### What is expected
Return the lines beginning at the one that contains "[point] every instance of the boat canopy" and continuing to the end of the entries, including both ends, exactly as written and nothing else.

### Record set

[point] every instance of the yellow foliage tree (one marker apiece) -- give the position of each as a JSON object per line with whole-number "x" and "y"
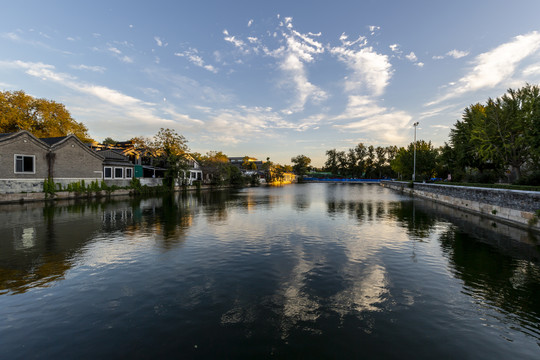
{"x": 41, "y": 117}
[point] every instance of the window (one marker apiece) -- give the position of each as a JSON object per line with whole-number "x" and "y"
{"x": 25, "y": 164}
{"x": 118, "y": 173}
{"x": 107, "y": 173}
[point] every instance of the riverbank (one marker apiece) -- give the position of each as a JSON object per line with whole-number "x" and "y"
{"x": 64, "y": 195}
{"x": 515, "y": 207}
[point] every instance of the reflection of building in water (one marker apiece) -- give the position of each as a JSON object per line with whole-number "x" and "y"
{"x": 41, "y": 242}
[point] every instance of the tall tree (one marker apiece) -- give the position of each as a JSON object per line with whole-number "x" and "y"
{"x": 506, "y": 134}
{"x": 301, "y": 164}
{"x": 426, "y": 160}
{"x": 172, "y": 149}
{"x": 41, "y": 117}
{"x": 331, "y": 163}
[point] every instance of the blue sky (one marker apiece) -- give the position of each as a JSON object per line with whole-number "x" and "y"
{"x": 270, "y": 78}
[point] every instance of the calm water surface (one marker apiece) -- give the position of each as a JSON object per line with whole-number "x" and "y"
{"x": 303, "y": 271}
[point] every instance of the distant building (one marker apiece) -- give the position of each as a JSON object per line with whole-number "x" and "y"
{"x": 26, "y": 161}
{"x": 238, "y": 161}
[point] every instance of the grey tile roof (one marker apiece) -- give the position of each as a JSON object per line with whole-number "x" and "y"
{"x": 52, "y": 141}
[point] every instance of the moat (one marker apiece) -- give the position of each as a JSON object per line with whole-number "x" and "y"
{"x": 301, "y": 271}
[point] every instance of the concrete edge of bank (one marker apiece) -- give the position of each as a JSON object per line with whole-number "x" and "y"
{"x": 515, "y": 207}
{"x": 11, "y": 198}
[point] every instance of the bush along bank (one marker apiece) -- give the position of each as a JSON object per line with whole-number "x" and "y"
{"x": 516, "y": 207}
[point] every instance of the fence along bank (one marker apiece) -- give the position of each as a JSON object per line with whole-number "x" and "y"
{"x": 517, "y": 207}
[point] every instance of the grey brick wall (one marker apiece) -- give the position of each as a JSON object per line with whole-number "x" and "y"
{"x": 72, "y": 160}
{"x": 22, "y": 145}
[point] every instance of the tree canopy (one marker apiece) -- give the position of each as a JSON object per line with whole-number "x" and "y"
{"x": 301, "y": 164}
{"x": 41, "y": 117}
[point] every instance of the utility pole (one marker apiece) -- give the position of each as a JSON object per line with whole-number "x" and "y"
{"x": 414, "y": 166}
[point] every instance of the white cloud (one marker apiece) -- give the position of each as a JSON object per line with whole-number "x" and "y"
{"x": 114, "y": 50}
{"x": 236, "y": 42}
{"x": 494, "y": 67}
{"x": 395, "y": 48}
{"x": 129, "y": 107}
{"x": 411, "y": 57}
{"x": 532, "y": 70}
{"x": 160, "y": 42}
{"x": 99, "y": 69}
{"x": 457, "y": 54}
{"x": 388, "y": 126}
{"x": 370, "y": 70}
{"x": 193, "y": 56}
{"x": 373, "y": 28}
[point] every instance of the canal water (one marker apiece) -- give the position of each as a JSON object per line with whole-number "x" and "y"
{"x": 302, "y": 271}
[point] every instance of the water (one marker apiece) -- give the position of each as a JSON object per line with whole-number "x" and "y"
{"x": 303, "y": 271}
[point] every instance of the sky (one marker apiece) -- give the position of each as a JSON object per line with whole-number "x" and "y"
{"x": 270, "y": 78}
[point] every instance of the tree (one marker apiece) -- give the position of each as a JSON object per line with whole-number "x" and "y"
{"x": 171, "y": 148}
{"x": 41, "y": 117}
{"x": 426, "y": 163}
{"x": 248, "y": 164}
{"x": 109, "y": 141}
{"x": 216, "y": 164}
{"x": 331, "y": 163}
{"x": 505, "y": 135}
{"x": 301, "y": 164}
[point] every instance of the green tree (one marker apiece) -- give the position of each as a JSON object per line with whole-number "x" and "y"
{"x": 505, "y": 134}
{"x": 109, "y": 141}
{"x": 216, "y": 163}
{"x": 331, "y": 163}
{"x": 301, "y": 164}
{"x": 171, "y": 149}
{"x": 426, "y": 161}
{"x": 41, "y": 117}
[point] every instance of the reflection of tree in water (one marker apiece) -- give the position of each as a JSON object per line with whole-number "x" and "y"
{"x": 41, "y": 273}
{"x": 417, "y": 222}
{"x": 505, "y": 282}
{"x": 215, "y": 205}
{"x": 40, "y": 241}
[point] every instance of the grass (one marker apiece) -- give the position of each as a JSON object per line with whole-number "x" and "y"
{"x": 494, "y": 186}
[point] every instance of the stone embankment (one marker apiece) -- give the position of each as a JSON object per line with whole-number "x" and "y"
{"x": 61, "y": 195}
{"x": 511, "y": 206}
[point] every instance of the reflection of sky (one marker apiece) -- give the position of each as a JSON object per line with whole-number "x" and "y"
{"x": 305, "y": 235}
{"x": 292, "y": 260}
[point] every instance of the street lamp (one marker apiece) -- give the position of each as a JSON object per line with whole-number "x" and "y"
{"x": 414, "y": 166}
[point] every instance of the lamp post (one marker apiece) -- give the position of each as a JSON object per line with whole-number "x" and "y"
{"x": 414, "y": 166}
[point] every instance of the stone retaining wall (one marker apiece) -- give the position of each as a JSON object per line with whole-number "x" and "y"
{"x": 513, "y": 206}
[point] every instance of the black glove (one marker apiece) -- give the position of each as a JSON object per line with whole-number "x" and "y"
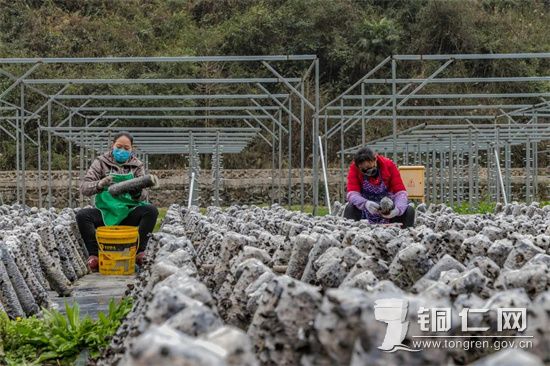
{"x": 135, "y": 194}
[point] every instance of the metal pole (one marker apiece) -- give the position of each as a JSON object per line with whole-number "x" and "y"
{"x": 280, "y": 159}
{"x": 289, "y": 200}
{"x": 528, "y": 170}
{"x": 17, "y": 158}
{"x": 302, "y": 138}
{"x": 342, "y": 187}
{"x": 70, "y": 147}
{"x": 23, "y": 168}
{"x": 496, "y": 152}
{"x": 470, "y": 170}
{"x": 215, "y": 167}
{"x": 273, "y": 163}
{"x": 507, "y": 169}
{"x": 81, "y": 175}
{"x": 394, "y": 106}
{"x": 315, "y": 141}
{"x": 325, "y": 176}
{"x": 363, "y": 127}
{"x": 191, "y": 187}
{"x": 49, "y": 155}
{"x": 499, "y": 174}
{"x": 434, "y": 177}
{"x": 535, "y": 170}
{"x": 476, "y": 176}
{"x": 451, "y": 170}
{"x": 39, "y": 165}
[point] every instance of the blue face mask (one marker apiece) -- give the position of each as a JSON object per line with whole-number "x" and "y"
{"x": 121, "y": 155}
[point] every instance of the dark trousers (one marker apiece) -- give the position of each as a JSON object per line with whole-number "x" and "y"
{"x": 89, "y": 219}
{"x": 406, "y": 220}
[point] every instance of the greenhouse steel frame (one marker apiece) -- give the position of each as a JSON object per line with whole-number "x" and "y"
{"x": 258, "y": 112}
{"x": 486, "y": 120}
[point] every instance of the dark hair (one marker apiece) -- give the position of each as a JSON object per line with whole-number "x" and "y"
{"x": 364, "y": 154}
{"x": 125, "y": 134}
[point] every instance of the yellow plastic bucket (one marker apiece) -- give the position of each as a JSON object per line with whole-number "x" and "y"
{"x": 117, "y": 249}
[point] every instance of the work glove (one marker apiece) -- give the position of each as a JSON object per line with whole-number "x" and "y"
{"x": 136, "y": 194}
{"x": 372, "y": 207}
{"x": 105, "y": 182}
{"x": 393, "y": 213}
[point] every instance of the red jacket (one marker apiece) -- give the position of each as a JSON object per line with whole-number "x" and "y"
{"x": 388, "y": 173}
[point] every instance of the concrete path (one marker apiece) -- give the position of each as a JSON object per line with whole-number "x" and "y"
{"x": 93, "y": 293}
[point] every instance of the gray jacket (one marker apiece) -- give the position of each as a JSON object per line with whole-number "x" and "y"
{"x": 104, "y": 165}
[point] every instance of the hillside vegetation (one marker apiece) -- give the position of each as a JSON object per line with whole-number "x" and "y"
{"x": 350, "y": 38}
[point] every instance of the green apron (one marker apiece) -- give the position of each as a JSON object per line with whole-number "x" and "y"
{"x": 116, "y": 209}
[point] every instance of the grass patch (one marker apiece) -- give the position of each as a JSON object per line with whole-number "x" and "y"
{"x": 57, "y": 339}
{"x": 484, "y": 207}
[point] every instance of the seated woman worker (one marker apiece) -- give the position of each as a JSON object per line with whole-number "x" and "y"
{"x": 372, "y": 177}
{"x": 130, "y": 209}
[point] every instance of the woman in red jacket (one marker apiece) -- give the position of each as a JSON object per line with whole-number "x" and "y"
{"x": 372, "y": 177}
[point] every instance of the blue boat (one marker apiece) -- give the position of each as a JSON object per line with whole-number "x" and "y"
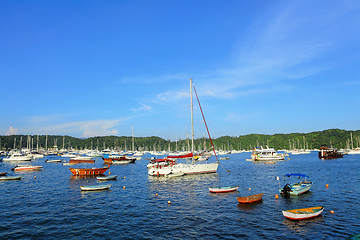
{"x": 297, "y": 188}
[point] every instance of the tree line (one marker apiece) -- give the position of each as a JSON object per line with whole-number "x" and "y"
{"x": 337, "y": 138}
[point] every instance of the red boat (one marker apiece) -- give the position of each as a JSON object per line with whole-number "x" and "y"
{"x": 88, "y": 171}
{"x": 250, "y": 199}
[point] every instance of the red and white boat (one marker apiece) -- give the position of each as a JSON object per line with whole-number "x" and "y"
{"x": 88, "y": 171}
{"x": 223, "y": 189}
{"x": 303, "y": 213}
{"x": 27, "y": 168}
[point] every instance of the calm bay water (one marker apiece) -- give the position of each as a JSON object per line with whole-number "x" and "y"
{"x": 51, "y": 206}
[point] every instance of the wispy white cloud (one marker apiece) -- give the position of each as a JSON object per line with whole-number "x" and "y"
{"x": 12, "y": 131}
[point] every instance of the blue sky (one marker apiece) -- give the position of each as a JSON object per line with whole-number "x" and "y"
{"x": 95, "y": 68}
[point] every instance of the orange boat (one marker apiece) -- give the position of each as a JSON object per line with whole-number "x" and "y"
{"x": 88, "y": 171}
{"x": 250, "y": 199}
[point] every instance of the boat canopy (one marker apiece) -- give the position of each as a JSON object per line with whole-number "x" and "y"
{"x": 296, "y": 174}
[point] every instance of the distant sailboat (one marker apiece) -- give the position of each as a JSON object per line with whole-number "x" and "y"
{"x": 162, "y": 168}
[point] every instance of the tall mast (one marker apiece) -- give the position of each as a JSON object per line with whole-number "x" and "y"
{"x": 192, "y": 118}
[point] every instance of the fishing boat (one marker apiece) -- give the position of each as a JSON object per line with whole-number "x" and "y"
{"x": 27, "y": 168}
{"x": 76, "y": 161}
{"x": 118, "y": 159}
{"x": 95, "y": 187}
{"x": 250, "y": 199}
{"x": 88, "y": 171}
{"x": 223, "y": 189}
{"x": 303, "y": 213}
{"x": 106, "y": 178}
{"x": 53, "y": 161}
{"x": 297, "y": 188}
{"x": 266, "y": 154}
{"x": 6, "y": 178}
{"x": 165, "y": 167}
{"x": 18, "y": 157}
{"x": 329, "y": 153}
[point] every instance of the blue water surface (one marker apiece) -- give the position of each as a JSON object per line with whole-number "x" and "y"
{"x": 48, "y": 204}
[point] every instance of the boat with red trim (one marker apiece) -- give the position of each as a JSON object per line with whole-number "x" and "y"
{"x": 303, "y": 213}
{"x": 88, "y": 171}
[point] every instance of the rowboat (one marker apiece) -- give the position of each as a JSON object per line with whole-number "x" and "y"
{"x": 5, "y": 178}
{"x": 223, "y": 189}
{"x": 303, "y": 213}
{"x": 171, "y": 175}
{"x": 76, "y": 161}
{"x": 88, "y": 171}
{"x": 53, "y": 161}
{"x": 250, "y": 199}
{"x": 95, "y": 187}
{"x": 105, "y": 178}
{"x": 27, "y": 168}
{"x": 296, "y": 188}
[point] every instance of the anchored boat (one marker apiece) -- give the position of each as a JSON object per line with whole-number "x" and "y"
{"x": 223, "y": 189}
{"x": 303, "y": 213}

######

### Worked solution
[point] every instance of the boat canopy (one marker apiece) -- give the position of each as a JSON object per line with whole-number "x" and "y"
{"x": 296, "y": 174}
[point] every instance of the distant sailboat (one marker apiece) -- give the position of each as a JSON object per line with whole-number "x" and "y"
{"x": 162, "y": 168}
[point] every instance of the tall mast (one marker apiece) -- give the position of each as a JSON object per line with whole-number "x" and "y"
{"x": 192, "y": 118}
[point] every instance of the fishing boat (one marker apiece) -- give the position of each as a JSON object per line with whole-number "x" and "y"
{"x": 27, "y": 168}
{"x": 76, "y": 161}
{"x": 118, "y": 159}
{"x": 95, "y": 187}
{"x": 250, "y": 199}
{"x": 88, "y": 171}
{"x": 223, "y": 189}
{"x": 303, "y": 213}
{"x": 106, "y": 178}
{"x": 53, "y": 161}
{"x": 297, "y": 188}
{"x": 266, "y": 154}
{"x": 6, "y": 178}
{"x": 165, "y": 167}
{"x": 18, "y": 157}
{"x": 329, "y": 153}
[point] every instance of the blue water surface (one marker apiece) -- give the position of each as a JSON object per line with whole-number "x" and "y"
{"x": 48, "y": 204}
[point] every instance of the boat with red trim (one marker apiece) -- give the position of each as a JSON object per line with whole-number "x" and "y"
{"x": 303, "y": 213}
{"x": 88, "y": 171}
[point] every instance of the rowboat (one marker apiece) -- give the position of each as a JSON object per line with whole-number "x" and "y"
{"x": 5, "y": 178}
{"x": 223, "y": 189}
{"x": 303, "y": 213}
{"x": 171, "y": 175}
{"x": 76, "y": 161}
{"x": 88, "y": 171}
{"x": 53, "y": 161}
{"x": 250, "y": 199}
{"x": 95, "y": 187}
{"x": 105, "y": 178}
{"x": 27, "y": 168}
{"x": 296, "y": 188}
[point] every instance of the anchored boat (one marker apiece) -- give the position of each as a JSON object per line with whole-number "x" and "y"
{"x": 223, "y": 189}
{"x": 303, "y": 213}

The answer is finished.